-------- Passage --------

Of course, the news is dire for existing shareholders who’ve now experienced the double whammy of a collapsing share price and the halting of dividend payments. So why do I see the cutting of the dividend as a positive indicator?
How I’d aim to make an investment work
I don’t view Lloyds as a growth or income investment. To me, it’s a cyclical stock. I reckon the banking sector is one of the most cyclical sectors out there. And that’s why the Lloyds share price is responding so much to the current crisis.
For many years, its share price has been swinging up and down a lot and moving essentially sideways. That may seem perplexing because earnings have been improving for much of the time and the dividend has been rising incrementally. Indeed, many observers have made much about the mouth-watering value indicators Lloyds has been displaying, such as a high dividend yield and low price-to-asset values.
But the valuation is ‘supposed’ to look low as earnings rise. The market ‘knows’ cyclical troughs follow peaks. And the only way it could compensate for the risk ahead was by nibbling the valuation lower. And that’s why, for years, I’ve been commenting about the risk to the downside.
To me, valuation indicators work back to front with out-and-out cyclical stocks such as Lloyds. So the stock looks more attractive to me now the share price is near its previous lows and the dividends have stopped for the time being.
I’m not yet a full-on bull about Lloyds, but I’m starting to watch it closely!

-------- Dataset content --------

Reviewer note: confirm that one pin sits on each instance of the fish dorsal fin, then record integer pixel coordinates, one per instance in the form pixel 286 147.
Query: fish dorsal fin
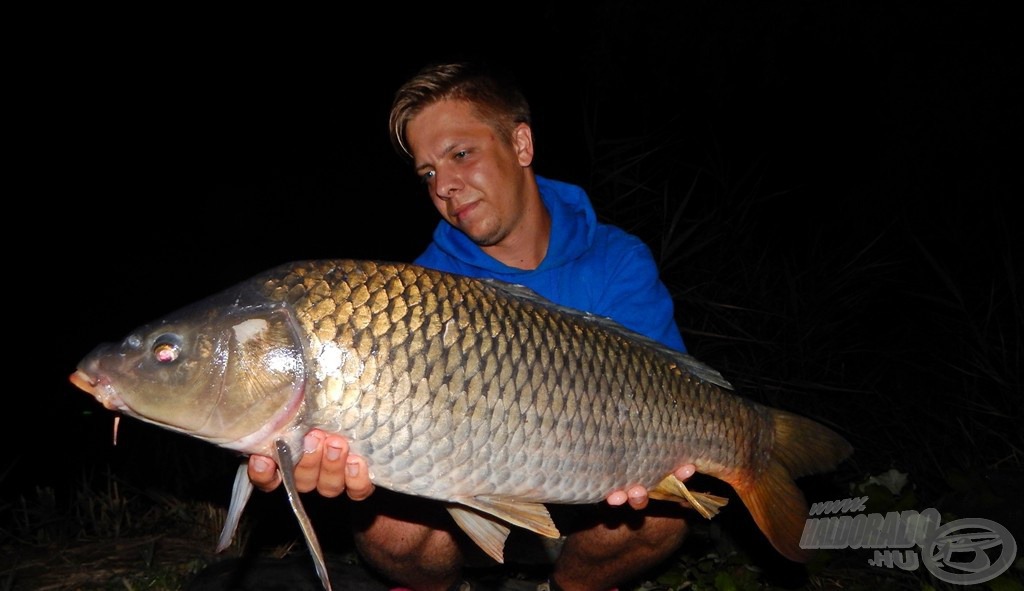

--------

» List of tasks
1. Answer these questions using the Lloyds passage:
(a) What two blows have existing shareholders experienced?
(b) What kind of stock does the writer consider Lloyds to be?
(c) Which two value indicators have many observers pointed to?
2. List every kind of investment or stock that the Lloyds passage names.
3. Print everything in the Lloyds passage from "Of course, the" down to "a positive indicator?".

» Set of answers
1.
(a) A collapsing share price and the halting of dividend payments.
(b) A cyclical stock.
(c) A high dividend yield and low price-to-asset values.

2. Growth, income, cyclical

3.
Of course, the news is dire for existing shareholders who’ve now experienced the double whammy of a collapsing share price and the halting of dividend payments. So why do I see the cutting of the dividend as a positive indicator?